AIM OF THE EXERCISE:
Print the entries below word for word; the pictures stay out of your copy.

RECORDS FOR THIS EXERCISE:
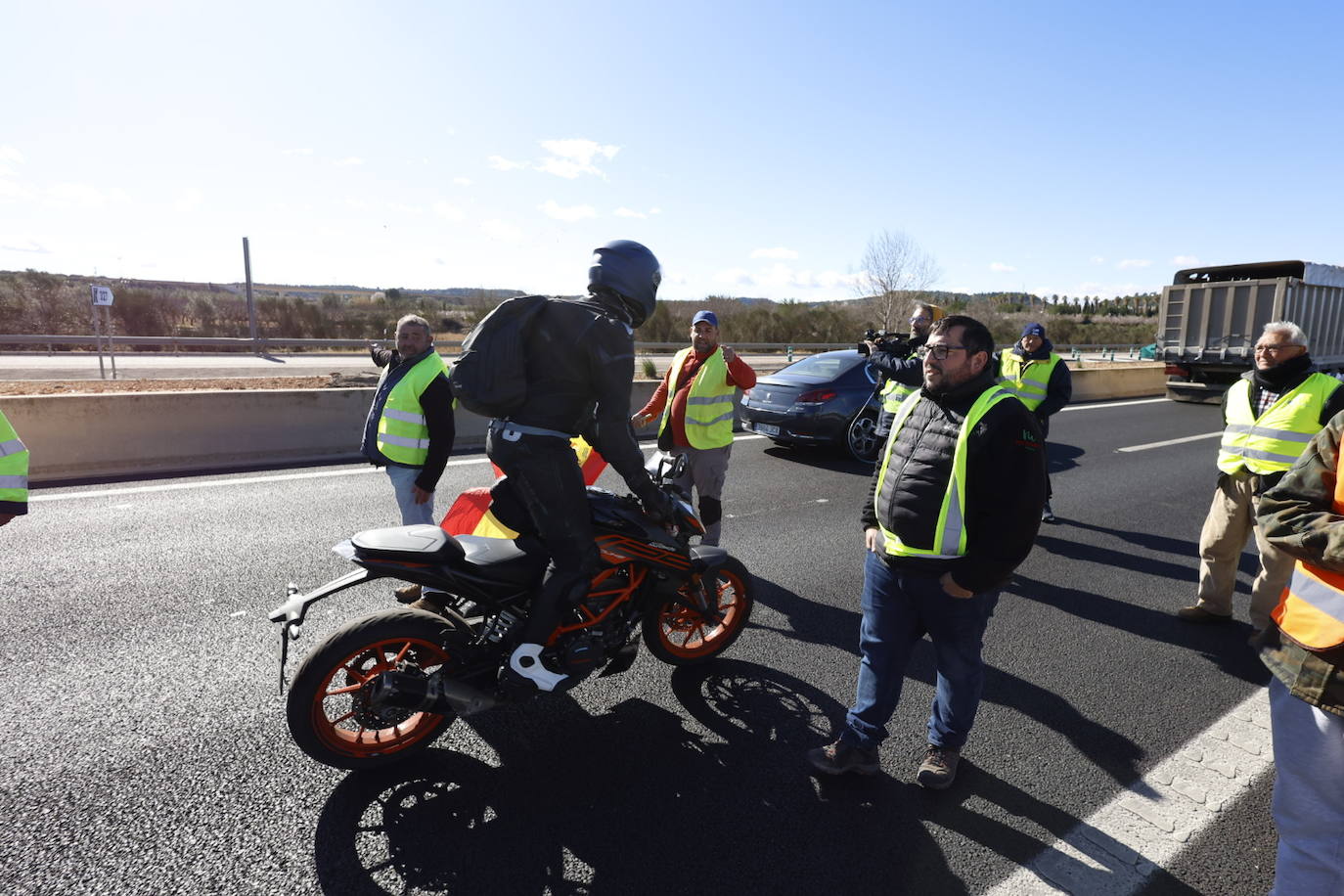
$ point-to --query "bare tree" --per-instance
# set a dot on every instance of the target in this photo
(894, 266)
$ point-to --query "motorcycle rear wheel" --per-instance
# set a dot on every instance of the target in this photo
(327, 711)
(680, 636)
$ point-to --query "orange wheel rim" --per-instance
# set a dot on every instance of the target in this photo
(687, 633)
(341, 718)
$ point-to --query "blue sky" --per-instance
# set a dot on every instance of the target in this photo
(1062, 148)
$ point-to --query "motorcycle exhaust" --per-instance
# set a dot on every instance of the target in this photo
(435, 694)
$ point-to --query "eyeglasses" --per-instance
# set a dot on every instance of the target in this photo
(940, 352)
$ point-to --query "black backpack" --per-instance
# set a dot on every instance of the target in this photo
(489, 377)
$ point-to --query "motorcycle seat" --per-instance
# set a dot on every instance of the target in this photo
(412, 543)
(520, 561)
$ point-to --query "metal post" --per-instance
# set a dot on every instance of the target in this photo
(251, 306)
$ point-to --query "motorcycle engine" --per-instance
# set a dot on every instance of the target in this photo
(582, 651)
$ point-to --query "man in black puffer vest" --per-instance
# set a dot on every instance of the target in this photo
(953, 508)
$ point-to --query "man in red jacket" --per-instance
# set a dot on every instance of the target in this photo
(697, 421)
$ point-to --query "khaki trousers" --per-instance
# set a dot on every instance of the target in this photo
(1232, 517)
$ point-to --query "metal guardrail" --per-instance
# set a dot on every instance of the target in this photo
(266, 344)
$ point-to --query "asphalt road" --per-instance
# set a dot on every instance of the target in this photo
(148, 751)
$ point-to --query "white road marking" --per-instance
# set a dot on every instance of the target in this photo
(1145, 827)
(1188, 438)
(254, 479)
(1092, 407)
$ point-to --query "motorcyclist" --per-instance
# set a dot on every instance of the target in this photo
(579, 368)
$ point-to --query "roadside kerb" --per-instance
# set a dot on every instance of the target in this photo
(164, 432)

FINAL RESULT:
$ point-to --query "bare tree" --per-instance
# set a dot on every instance of the target in this photo
(894, 266)
$ point-to --query "motorcycle rear wheel" --per-instance
# set a dot on every instance of the target in this photo
(327, 711)
(680, 636)
$ point-to --query "orange wheel rim" --per-instance
# set a dot on every instance of the target in this photo
(687, 633)
(341, 718)
$ point-to --query "blue sky" --per-instance
# set a dot on every instance of the target in this photo
(1062, 148)
$ point-to --query "motorcycle exhaust" --per-instance
# set a dot on every instance of the target in this photo
(435, 694)
$ point-to --query "eyeglasses" --per-instance
# set a dot on every instance of the target in this photo
(940, 352)
$ point-to --query "black backpack" --per-instance
# set a dot on every instance of the target in this photo
(489, 377)
$ point-to --query "motorcycle seat" --per-instance
# set a dot on every instance of the target in this photo
(412, 543)
(520, 561)
$ point-to --query "metal post" --per-instance
# set a dot on every instance of the target in this photo
(251, 306)
$ point-to --query "motorcycle engine" --per-instance
# set a dot on every instance of the target in this photo
(582, 651)
$ point-to --query "man in black puffer vest" --per-instance
# set a dot on every instance of the target in this photo
(953, 508)
$ point-to --query "man in red jacket" --per-instance
# set a dot on every instance of the target in this photo
(697, 421)
$ point-to --query "khaki trousers" --per-instance
# set a dot on every instance of the target in this photo
(1232, 517)
$ point-to --query "metal guardrail" --per-instance
# set a dot on every instance of the target in this photo
(266, 344)
$ point-to --query "asphalt road" --per-instance
# set a dot on every instance of the target in this photo
(148, 751)
$ point-to --query "white road marking" --per-instance
# set a dot on every instance of the target in this photo
(1145, 827)
(1188, 438)
(254, 479)
(1092, 407)
$ point-to --query "motorcyclist" --per-instance
# set a dot on every instance of the target in this photo
(579, 368)
$ point-to --query "roadside kerb" --per-instance
# set a dot on every instance of the target in this photo
(164, 432)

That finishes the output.